View Full Version
Kamis, 19 Dec 2019

Khilafah dan Strategi Terburuk HTI

Tony Rosyid

[Pengamat Politik dan Pemerhati Bangsa]

Meski HTI sudah dibubarkan, kontroversi Khilafah berlanjut. Bahkan berkepanjangan. Kontroversi ini terkait apakah Khilafah itu perintah agama atau bukan. Ada yang bilang itu instruksi Tuhan. Bisa ditemukan ayatnya di dalam kitab suci. Nabi pun mempraktekannya. Dan HTI ada di posisi ini. Paling militan. Lalu terjadilah perdebatan soal tafsir kitab suci dan sejarah Nabi. Seru!

Perdebatan selanjutnya adalah apakah Khilafah bertentangan dengan pancasila atau tidak. Muncul pendapat bahwa Khilafah itu akan jadi pertanyaan di alam kubur, sementara pancasila tidak. Pancasila itu urusan duniawi, gak ada kaitannya dengan akhirat. Wah, makin seru. Kali ini diskusinya sudah masuk ke alam kubur.

Bagi para pendukung penguasa, ini simple. Terus pupuk perdebatan tentang khilafah, stigmakan negatif bahwa Khilafah itu berbahaya bagi pancasila dan NKRI, berpotensi menimbulkan perpecahan dan konflik horizontal. Sebuah lonceng perang seperti Arab Spring.

Yang Diminta:
Tuliskan kembali secara persis bagian artikel tentang Khilafah dan HTI, mulai dari "View Full Version" dan berakhir pada "ke alam kubur.".

Data mentah:
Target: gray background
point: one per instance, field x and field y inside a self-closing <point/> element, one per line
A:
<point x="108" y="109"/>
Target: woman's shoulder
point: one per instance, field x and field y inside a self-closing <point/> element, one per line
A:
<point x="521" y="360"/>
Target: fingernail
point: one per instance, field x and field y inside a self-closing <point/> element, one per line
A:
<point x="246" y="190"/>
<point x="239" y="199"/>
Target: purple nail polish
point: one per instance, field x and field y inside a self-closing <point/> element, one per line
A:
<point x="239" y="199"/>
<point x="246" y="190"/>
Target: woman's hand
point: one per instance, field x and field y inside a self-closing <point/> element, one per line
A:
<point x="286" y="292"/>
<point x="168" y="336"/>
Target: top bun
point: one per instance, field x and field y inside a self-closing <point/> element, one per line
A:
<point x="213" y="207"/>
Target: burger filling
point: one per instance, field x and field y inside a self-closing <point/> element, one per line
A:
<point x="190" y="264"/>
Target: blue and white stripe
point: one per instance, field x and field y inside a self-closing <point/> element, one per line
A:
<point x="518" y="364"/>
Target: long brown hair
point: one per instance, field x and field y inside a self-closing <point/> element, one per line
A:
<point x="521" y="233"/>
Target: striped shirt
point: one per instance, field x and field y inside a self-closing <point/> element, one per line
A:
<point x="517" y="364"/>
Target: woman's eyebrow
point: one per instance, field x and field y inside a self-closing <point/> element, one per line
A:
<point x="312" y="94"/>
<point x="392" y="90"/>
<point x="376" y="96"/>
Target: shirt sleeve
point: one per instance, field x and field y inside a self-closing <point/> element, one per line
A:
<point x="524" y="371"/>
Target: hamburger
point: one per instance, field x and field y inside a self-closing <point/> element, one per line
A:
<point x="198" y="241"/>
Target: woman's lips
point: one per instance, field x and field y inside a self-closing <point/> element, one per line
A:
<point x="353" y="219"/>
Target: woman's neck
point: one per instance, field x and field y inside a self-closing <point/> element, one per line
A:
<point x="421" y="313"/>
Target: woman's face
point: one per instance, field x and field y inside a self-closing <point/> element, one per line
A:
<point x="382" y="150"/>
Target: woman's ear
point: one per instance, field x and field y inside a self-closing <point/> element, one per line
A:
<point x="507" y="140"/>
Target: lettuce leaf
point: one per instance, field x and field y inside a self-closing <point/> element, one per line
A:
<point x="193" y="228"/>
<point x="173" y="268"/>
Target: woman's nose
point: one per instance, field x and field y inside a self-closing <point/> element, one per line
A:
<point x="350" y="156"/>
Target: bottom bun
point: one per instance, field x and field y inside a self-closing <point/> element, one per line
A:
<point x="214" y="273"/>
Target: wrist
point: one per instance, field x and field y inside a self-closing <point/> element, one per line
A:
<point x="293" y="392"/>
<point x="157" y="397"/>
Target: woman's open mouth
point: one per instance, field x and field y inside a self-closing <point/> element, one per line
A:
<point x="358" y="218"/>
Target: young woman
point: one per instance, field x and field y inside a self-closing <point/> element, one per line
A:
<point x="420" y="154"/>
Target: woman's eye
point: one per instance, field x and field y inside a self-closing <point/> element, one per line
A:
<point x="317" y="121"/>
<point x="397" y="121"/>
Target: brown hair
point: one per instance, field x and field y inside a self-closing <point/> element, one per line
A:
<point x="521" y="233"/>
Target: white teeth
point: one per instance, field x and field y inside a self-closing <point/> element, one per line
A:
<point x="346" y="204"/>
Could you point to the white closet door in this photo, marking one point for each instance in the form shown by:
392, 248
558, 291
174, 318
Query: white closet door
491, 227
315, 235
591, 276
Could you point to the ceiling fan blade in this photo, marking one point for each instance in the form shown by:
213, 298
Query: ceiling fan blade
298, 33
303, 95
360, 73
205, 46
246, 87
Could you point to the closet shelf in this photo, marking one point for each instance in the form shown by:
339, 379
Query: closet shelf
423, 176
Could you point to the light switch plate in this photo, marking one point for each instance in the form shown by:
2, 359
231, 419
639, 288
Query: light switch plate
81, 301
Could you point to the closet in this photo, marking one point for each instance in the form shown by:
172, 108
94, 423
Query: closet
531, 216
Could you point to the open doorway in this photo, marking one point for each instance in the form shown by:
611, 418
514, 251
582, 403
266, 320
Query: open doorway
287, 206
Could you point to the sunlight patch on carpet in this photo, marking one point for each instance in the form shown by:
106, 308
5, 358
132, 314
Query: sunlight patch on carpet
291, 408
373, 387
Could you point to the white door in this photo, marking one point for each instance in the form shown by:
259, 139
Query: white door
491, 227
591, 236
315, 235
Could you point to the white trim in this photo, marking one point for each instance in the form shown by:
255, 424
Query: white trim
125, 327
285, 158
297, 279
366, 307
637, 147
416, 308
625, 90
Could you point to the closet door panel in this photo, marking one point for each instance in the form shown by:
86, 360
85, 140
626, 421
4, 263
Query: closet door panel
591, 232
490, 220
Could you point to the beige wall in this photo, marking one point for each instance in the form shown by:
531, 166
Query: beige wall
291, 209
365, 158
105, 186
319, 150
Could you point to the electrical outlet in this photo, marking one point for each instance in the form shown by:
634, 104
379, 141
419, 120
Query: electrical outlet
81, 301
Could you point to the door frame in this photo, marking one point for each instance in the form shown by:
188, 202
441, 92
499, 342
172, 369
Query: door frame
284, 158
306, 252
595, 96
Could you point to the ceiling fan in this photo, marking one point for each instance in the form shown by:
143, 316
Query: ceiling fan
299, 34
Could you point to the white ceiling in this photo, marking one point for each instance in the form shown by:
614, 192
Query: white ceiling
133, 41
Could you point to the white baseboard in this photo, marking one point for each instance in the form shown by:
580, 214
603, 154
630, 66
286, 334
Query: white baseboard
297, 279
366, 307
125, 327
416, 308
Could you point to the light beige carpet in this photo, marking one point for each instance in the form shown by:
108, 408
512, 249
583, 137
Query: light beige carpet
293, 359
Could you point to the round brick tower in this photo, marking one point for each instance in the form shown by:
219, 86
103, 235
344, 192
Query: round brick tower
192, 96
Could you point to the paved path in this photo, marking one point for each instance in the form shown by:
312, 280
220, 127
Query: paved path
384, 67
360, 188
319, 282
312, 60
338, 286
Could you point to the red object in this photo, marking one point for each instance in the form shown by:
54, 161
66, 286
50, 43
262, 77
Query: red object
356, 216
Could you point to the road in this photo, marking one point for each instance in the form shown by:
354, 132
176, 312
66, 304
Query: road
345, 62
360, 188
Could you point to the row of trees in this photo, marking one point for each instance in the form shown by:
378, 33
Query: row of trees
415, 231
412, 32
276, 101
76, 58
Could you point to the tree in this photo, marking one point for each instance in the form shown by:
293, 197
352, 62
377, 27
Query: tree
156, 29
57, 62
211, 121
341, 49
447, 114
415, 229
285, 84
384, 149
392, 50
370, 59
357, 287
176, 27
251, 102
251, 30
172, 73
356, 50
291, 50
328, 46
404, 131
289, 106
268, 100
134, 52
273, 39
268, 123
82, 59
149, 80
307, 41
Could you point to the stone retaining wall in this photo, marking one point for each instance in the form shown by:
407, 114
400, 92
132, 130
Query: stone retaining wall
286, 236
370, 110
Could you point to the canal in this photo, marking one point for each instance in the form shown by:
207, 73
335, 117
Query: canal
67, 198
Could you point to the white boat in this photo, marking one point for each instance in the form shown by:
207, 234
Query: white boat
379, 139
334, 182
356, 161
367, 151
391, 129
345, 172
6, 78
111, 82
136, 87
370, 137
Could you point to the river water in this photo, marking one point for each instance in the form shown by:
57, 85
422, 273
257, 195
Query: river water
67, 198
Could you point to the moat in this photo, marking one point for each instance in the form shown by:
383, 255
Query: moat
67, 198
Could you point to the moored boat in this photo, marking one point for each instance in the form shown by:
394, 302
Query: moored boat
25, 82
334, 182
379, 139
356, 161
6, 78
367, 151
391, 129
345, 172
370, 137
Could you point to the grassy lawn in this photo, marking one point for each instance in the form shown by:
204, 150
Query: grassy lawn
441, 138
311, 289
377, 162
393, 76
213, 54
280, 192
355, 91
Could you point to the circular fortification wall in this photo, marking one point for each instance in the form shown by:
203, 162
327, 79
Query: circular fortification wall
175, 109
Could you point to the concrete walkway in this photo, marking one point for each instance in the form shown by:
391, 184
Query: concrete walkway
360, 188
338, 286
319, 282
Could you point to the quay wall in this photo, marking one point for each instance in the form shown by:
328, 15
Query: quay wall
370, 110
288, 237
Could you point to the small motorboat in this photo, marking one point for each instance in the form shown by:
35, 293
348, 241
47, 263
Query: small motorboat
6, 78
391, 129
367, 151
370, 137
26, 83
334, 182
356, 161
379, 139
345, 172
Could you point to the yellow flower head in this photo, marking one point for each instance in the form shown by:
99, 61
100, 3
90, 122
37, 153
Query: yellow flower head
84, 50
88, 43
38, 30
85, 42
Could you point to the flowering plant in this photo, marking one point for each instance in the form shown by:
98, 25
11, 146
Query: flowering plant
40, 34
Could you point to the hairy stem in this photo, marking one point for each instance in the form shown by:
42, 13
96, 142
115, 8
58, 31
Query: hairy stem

Penyelesaian Lengkap:
View Full Version
Kamis, 19 Dec 2019

Khilafah dan Strategi Terburuk HTI

Tony Rosyid

[Pengamat Politik dan Pemerhati Bangsa]

Meski HTI sudah dibubarkan, kontroversi Khilafah berlanjut. Bahkan berkepanjangan. Kontroversi ini terkait apakah Khilafah itu perintah agama atau bukan. Ada yang bilang itu instruksi Tuhan. Bisa ditemukan ayatnya di dalam kitab suci. Nabi pun mempraktekannya. Dan HTI ada di posisi ini. Paling militan. Lalu terjadilah perdebatan soal tafsir kitab suci dan sejarah Nabi. Seru!

Perdebatan selanjutnya adalah apakah Khilafah bertentangan dengan pancasila atau tidak. Muncul pendapat bahwa Khilafah itu akan jadi pertanyaan di alam kubur, sementara pancasila tidak. Pancasila itu urusan duniawi, gak ada kaitannya dengan akhirat. Wah, makin seru. Kali ini diskusinya sudah masuk ke alam kubur.